◆ DATASET EXCERPTS ◆

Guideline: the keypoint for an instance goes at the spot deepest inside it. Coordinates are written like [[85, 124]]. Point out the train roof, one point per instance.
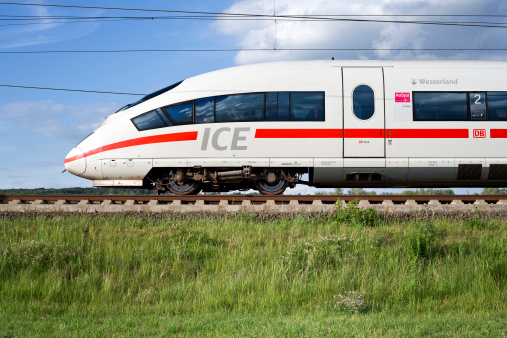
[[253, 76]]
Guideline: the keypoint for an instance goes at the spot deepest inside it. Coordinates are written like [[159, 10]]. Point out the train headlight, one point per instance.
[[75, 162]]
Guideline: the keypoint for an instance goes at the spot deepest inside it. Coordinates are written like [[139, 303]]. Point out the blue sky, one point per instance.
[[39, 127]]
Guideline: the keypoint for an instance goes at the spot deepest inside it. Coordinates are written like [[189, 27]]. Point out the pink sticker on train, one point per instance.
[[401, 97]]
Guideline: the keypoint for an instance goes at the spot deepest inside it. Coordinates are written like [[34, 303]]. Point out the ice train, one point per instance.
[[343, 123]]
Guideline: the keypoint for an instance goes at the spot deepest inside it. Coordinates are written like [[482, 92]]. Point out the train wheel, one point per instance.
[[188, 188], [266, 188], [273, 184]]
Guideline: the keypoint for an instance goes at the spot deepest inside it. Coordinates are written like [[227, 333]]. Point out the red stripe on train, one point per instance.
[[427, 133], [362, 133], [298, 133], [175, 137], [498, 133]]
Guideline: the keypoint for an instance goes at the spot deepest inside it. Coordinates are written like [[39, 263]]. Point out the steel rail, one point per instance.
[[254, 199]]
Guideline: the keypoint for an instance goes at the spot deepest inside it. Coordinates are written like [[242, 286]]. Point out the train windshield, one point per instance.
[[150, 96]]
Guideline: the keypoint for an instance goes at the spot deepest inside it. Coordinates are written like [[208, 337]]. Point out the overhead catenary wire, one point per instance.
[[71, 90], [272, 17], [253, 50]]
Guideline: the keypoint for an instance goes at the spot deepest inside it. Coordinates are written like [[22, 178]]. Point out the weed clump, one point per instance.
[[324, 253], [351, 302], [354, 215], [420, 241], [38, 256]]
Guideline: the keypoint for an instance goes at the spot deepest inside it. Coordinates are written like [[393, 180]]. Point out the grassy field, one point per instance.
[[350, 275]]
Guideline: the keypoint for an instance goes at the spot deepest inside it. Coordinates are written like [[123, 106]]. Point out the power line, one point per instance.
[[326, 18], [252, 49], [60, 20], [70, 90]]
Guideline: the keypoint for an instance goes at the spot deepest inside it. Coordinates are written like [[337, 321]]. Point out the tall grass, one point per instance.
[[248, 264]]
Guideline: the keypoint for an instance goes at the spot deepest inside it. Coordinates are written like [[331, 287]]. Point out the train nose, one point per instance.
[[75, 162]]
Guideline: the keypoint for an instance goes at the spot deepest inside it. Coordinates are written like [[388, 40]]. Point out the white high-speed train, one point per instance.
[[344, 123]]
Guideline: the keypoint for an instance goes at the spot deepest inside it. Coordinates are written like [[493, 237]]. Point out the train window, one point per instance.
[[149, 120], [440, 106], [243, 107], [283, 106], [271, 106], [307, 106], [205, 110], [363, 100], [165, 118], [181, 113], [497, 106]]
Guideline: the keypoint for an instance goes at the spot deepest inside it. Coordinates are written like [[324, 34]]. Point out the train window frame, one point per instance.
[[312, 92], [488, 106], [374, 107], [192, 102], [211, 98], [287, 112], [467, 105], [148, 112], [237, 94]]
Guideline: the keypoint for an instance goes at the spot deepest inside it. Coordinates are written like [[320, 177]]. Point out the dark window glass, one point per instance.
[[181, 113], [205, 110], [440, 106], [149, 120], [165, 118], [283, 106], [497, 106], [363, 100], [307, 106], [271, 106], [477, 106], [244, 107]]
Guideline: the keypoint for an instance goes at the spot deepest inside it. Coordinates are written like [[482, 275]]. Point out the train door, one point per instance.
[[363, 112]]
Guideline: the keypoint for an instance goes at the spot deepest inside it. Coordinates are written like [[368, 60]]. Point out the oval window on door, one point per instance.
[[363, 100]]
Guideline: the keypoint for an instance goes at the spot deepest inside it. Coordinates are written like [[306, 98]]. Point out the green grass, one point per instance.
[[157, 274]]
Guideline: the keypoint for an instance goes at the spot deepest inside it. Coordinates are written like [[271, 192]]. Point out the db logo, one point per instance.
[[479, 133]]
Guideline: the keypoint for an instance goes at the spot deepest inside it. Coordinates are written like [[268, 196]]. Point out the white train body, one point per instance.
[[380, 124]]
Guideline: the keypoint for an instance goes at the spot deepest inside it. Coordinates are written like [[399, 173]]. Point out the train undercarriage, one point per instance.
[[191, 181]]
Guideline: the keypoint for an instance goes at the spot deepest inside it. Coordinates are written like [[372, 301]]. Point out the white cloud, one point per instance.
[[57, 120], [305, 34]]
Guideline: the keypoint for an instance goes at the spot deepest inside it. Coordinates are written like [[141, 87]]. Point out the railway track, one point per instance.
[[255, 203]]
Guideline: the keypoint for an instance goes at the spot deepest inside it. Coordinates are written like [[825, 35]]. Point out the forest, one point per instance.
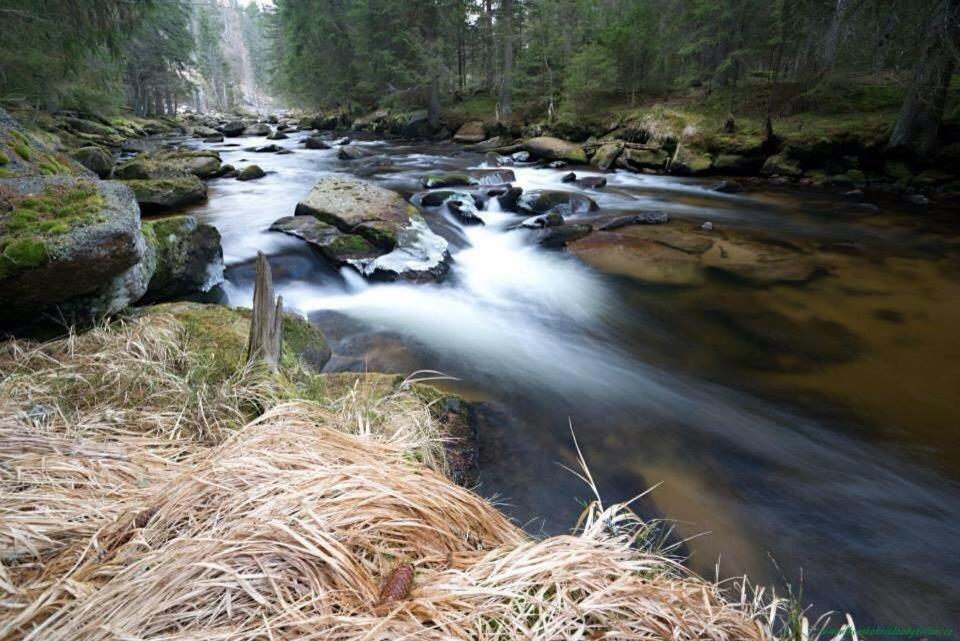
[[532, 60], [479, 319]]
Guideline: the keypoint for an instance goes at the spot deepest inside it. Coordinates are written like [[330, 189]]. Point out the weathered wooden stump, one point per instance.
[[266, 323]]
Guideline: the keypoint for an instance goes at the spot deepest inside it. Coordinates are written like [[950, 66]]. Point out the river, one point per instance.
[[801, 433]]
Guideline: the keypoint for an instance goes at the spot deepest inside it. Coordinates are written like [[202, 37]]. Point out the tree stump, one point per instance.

◆ THE TASK ◆
Can you format every entry above as a numbered list, leaving out blank lines and the pictures?

◆ ANSWER TO THE PROBLEM ◆
1. Guideline: the keypoint for an instance goes at the spot deepest inside it. Coordinates are written like [[85, 124]]. Point out the train roof, one point per instance.
2. [[253, 76]]
3. Guideline: the keypoint for an instance goes at the spot deepest inside it. Coordinates are written like [[159, 10]]. Point out the train headlight, one point per instance.
4. [[75, 162]]
5. Guideline: the keypoint for an instance goes at the spot deepest inside it. Coordinates are written like [[139, 303]]. Point out the blue sky, one point per instance.
6. [[39, 127]]
7. Guideline: the keypoint for an instance goes at the spot deepest inside it. Coordinates are written like [[189, 27]]. Point out the pink sticker on train, one point per instance.
8. [[401, 97]]
9. Guideline: the keypoint for an instance goes at the spot deepest inside it. Coordinates are written like [[34, 303]]. Point out the ice train, one point per instance.
10. [[343, 123]]
11. Guideline: the keypoint for an instance goes at the spot deepest inside it. Coordinates are written like [[482, 92]]. Point out the train wheel, one point per instance.
12. [[188, 188], [266, 188], [273, 184]]
13. Guideline: the keypoint for an instance goes at the spot deepest inside it. Coordinates are written like [[227, 333]]. Point out the red stripe on train, one point per instance.
14. [[427, 133], [362, 133], [298, 133], [175, 137], [498, 133]]
15. Guideline: the keypoint for an instance goes at the spot deepest inside it. Coordinates are written like [[39, 263]]. Point out the steel rail, one point per instance.
16. [[254, 199]]
17. Guideline: the keypoint for an instance goes at the spot deepest inside it. Coordinates are written like [[242, 286]]. Point out the train windshield, one point per instance.
18. [[150, 96]]
19. Guideline: the keypoint for an instance goes at the spot deepest inside it. Coordinates are written like [[208, 337]]. Point out the overhead catenary wire, one point per instance.
20. [[71, 90], [272, 17], [253, 50]]
21. Guideline: the keypoint for an instance goes at the spot deepest inside it. Coordinates are written like [[22, 178]]. Point out the weed clump, one point per instance.
22. [[324, 253], [351, 302], [354, 215], [420, 241], [38, 256]]
23. Guideline: the keypoint for an instance goes at the spot deepest inside it. Coordinates are written like [[393, 180]]. Point out the grassy field, one point per instance.
24. [[350, 275]]
25. Guideline: the keypoint for an instance goes at the spot deepest inside it. Coordinates are written like [[123, 106]]. Point out the power line, one point per instance.
26. [[326, 18], [252, 49], [60, 20], [70, 90]]
27. Guideline: the keypoint for an instance goes at the spot deepest inside it. Coordinates are written like [[337, 321]]. Point out the tall grass, one point per instance.
28. [[248, 264]]
29. Guideline: the keypoint for an instance goes at the spot deepest inside it. Coordinates are written like [[331, 287]]. Point out the train nose, one point per instance.
30. [[75, 162]]
31. Guideline: the keypoint for an instance goes at the spot deepest inside it. Coordinates are written like [[388, 40]]. Point out the white high-speed train, one point per instance.
32. [[344, 123]]
33. Guideline: the keypoint for an instance goes at the spot deepest inside it. Coordinates are written like [[493, 237]]. Point out the train window, one point per instance.
34. [[149, 120], [440, 106], [243, 107], [283, 106], [271, 106], [307, 106], [205, 110], [363, 100], [165, 118], [181, 113], [497, 106]]
35. Guideline: the keypoint for an instance goes at the spot deepest inside it. Coordinates are written like [[324, 34]]. Point out the train window frame, one point per instance.
36. [[312, 92], [488, 106], [374, 107], [192, 102], [211, 98], [287, 112], [467, 105], [148, 112], [237, 94]]
37. Guideline: the keypoint for an instance goes at the spot deepest inside it. Coordinates are written like [[320, 177]]. Point out the dark window glass, one point per instance.
38. [[181, 113], [205, 110], [440, 106], [149, 120], [165, 118], [283, 106], [497, 106], [363, 100], [307, 106], [271, 106], [477, 106], [244, 107]]
39. Guideline: the keypoint for an instance goes at the spot deepest inside it. Coordinates are written like [[482, 275]]. Point out the train door, one point per instance.
40. [[363, 112]]
41. Guideline: the keypoint for an instance goes at the spot deepest inside it. Coordinates are written like [[368, 60]]. Point out the oval window on door, one point per instance.
42. [[363, 100]]
43. Guideline: the keypoint for an instance goes at the spot deepest inside it. Coordinates are written like [[306, 98]]. Point out the green grass, one point per instance.
44. [[157, 274]]
45. Guideline: the keypoint for an instance goes at the spot deepest inside it. Coordinates are written like [[271, 192]]. Point out the db logo, one point per instance.
46. [[479, 133]]
47. Guideline: the keypoint for an instance goes at the spot deepest inside it. Coordinates are written like [[268, 196]]. Point out the white train body, one point per instance.
48. [[380, 124]]
49. Guideline: the keypoint for an instance goes at the spot deepest inside it. Coordinates are written like [[399, 173]]. Point out the train undercarriage, one point per instance.
50. [[191, 181]]
51. Guideline: the keypoint for an instance goes at the spot deepest inside it. Coordinates are written like [[372, 301]]. Point out the white cloud, one point per instance.
52. [[57, 120], [305, 34]]
53. Guideline: the keypoint for an instance goes at the spot deepest inside it. Coordinates are written like [[141, 87]]. Point out the railway track, one point per instance.
54. [[255, 203]]
55. Guideline: the keypoint for an instance goes at the spot deepest inside it. Coordinates are written like [[825, 35]]. Point out the forest, one point per instance.
56. [[532, 60], [479, 319]]
57. Guideline: the keypoint for an instance goes at the spot deepest inside it. Coordinates are written like [[330, 189]]. Point out the weathered wooden stump, one point per instance.
58. [[266, 323]]
59. Guideline: the keypoint for an instance goes at the spot deepest inside it. Coordinates are written like [[950, 66]]. Point out the river, one point per instance.
60. [[801, 433]]
61. Guideline: the keypoint for an instance goes at the spot deepest inside it. Coordinates are written like [[202, 37]]. Point out the tree stump, one point per instance.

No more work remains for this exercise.